■ What needs to be done
Rewrite as a JSON list of strings, one per line and skipping blank lines, the lines starting at the one containing "negative clicks: (298, 161)" and ending at the one containing "positive clicks: (231, 75)".

Collection entries:
=======

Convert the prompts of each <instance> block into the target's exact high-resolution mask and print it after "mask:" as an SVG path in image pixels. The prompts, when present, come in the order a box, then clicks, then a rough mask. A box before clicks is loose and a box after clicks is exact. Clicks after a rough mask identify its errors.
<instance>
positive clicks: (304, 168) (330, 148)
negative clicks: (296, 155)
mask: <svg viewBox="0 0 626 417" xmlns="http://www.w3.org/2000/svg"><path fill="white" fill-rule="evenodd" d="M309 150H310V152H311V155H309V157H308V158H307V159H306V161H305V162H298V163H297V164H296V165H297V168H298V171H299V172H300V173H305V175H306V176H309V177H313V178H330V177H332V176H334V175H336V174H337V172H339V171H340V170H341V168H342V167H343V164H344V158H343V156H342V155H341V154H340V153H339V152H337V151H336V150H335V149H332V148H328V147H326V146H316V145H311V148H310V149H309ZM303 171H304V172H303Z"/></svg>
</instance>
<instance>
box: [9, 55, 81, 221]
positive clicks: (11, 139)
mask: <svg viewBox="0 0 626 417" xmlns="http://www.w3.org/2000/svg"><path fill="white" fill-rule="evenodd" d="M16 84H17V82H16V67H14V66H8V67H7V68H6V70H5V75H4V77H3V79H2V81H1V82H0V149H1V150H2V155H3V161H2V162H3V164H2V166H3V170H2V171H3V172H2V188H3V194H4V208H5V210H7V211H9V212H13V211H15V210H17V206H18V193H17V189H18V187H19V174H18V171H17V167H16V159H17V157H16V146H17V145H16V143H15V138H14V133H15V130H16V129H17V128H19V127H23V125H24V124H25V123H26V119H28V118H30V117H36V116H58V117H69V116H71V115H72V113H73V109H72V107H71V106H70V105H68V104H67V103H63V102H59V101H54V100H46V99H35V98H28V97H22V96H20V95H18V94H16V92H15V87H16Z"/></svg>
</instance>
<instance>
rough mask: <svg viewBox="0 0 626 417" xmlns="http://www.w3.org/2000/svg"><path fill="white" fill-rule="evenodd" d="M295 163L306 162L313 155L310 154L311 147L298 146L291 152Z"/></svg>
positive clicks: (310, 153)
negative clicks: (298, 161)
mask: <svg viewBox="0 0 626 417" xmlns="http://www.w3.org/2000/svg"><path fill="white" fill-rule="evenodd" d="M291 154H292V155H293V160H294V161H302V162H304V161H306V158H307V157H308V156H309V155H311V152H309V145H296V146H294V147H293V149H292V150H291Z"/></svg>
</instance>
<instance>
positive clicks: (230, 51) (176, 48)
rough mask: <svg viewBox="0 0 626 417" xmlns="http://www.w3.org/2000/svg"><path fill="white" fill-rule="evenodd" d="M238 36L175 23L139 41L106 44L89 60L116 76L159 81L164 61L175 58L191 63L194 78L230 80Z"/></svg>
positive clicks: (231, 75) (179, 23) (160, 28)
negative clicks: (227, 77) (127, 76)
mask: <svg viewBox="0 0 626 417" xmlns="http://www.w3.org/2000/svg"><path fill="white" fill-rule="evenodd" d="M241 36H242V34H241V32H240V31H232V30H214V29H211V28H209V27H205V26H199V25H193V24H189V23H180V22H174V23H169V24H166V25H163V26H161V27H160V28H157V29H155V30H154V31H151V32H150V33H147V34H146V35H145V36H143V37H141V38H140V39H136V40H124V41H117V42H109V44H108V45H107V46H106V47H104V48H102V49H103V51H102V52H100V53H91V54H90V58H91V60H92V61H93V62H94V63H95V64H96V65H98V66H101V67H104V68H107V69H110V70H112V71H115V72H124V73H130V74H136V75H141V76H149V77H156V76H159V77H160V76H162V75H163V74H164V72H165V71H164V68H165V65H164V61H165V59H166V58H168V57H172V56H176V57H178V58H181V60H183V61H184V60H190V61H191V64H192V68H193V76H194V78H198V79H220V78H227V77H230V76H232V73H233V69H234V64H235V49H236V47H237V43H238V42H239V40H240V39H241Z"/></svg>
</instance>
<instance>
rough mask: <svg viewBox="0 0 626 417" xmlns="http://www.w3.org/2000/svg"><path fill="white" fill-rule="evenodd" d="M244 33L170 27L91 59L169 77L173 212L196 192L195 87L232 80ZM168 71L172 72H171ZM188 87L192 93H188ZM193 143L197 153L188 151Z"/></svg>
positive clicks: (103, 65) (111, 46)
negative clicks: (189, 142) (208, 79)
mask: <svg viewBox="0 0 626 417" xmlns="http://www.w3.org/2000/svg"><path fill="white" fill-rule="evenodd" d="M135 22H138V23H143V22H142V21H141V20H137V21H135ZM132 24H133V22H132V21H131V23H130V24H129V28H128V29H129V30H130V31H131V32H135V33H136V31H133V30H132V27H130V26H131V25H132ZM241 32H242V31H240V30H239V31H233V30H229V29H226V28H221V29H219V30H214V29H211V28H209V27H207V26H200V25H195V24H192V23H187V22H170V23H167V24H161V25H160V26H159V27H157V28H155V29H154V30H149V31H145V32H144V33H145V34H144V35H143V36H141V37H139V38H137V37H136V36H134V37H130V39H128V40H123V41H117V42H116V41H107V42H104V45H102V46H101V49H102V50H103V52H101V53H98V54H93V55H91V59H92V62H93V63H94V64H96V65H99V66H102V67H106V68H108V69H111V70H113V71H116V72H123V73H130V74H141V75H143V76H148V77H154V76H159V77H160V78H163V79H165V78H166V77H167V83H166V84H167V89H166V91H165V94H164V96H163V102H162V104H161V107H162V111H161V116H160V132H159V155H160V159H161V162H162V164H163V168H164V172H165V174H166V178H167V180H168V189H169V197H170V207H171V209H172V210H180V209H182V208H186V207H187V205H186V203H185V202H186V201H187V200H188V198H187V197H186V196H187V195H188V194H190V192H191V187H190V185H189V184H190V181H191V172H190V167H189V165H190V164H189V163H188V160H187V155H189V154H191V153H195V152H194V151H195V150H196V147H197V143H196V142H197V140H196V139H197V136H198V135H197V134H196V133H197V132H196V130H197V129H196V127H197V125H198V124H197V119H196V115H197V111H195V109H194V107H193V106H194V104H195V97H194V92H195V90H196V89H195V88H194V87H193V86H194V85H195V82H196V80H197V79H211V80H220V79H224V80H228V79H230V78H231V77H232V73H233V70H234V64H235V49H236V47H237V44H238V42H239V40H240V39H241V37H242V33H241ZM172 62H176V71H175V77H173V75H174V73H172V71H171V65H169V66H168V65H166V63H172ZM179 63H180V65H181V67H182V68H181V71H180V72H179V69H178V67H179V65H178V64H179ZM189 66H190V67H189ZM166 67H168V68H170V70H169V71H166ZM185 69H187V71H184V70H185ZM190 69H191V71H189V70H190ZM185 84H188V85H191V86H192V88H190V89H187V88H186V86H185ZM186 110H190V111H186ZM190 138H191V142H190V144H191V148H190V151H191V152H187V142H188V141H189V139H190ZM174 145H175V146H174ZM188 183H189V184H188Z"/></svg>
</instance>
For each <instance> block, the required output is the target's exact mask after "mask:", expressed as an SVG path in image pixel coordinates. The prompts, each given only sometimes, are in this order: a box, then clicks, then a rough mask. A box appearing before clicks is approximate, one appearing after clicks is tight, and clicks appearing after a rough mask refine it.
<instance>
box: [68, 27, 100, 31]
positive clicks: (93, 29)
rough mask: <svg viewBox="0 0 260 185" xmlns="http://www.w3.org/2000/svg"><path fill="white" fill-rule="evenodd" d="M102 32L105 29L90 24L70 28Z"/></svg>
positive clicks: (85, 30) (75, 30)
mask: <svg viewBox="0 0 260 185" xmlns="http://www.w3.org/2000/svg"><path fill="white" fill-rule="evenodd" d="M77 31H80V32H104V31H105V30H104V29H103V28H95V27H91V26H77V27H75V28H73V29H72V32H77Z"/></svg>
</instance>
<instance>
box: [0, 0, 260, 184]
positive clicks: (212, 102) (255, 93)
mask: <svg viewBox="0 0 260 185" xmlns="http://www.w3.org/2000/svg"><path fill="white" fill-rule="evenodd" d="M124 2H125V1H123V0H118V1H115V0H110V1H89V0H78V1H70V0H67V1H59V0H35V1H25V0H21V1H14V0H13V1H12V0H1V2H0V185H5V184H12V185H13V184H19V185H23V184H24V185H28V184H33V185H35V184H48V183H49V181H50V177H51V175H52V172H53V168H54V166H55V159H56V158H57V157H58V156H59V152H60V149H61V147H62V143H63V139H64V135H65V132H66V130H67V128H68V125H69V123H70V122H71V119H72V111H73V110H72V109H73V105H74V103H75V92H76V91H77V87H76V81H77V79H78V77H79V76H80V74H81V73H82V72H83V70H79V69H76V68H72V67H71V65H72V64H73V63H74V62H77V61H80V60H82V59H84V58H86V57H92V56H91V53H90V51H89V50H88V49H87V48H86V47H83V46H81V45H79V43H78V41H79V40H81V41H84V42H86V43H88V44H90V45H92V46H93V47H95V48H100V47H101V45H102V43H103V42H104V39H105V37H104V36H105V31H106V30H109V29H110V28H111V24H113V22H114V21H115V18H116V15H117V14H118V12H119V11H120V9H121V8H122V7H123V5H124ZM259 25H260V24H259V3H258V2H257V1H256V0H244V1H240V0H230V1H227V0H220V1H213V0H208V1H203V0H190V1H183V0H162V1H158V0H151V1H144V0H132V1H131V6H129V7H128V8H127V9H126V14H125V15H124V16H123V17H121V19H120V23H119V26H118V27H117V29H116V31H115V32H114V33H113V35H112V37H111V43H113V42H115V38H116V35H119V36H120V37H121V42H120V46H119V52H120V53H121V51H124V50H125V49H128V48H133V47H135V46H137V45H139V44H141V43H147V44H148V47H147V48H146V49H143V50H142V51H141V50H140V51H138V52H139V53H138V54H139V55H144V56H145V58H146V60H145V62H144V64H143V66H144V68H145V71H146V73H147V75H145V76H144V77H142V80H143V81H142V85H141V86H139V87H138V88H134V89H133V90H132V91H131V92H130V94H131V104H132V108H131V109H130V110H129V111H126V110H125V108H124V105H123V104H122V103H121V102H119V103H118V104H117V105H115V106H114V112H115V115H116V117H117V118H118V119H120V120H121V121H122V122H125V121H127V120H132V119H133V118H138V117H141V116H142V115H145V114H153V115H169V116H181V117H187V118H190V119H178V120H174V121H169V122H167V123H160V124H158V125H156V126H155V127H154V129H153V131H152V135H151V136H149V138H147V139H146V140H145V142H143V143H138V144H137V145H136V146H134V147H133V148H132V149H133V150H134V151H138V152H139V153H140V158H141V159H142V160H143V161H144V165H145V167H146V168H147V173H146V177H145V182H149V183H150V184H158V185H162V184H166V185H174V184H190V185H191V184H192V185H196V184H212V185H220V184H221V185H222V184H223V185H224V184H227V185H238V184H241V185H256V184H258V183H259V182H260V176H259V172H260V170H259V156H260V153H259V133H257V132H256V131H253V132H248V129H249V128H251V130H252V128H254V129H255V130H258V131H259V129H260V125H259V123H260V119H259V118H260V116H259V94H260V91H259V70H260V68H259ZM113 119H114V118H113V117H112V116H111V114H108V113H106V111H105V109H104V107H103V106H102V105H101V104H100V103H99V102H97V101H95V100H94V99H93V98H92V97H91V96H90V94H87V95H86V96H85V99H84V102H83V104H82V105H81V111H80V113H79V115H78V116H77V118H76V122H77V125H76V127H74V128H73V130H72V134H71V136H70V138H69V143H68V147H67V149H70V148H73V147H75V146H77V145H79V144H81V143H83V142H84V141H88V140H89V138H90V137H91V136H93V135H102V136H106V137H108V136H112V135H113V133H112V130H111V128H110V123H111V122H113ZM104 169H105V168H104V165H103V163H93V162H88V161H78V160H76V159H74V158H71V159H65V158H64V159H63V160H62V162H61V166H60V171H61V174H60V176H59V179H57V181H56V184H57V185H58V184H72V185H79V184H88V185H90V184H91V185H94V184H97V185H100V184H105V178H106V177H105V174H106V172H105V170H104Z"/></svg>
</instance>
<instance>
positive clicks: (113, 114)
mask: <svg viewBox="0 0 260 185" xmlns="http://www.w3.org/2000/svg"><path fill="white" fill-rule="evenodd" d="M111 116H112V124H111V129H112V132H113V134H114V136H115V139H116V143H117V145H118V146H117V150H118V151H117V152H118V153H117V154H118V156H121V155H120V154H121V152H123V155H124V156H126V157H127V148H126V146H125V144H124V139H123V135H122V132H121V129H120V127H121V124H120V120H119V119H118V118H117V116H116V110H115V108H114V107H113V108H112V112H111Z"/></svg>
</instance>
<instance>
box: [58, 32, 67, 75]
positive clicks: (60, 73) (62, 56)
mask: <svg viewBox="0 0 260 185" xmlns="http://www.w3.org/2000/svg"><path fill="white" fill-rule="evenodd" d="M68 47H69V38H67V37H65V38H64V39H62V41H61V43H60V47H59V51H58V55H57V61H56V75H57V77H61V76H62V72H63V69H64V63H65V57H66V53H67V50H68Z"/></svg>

=======

■ Result for this task
[
  "negative clicks: (298, 161)",
  "mask: <svg viewBox=\"0 0 626 417\" xmlns=\"http://www.w3.org/2000/svg\"><path fill=\"white\" fill-rule=\"evenodd\" d=\"M291 154H292V155H293V160H294V161H302V162H304V161H306V158H307V157H308V156H309V155H311V152H309V145H296V146H294V147H293V149H292V150H291Z\"/></svg>",
  "</instance>",
  "<instance>",
  "positive clicks: (230, 51) (176, 48)",
  "rough mask: <svg viewBox=\"0 0 626 417\" xmlns=\"http://www.w3.org/2000/svg\"><path fill=\"white\" fill-rule=\"evenodd\" d=\"M238 36L175 23L139 41L106 44L89 60L116 76L159 81L164 61L175 58L191 63L194 78L230 80Z\"/></svg>",
  "positive clicks: (231, 75) (179, 23) (160, 28)"
]